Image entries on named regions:
----------
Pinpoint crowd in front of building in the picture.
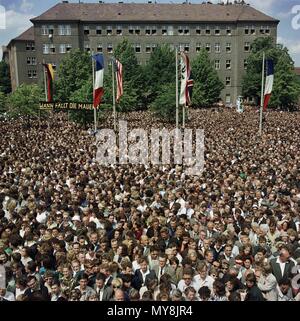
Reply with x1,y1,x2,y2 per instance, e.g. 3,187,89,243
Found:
0,109,300,301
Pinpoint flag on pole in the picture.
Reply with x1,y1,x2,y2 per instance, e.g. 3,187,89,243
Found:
179,52,194,106
93,53,104,108
264,59,274,111
113,58,123,102
43,64,54,102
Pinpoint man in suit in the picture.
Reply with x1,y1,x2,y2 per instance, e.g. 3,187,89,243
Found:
132,257,156,290
94,273,113,301
153,253,176,283
270,245,295,282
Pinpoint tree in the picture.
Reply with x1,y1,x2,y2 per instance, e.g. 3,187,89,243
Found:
----------
Express every line of the entries above as a JSON list of strings, one string per line, with blank lines omitted. Leave out the picture placeholders.

[
  "Pinpoint crowd in front of building in the picture.",
  "Reply with x1,y1,x2,y2 per instance, e.g. 3,187,89,243",
  "Found:",
  "0,109,300,301",
  "Pinpoint flag on pole in the picture.",
  "Reply with x1,y1,x2,y2 per instance, e.g. 3,187,89,243",
  "Found:",
  "179,52,194,106",
  "93,53,104,108",
  "264,59,274,111",
  "113,58,123,102",
  "43,64,54,102",
  "Pinpoint man in suit in the picture.",
  "Reply with x1,y1,x2,y2 per instance, e.g. 3,187,89,243",
  "Found:",
  "132,257,156,290",
  "94,273,113,301",
  "153,253,176,283",
  "270,245,295,282",
  "Pinpoint tree in the picture.",
  "Reply with x1,y1,x2,y2 per instance, e.g. 3,187,89,243",
  "Found:"
]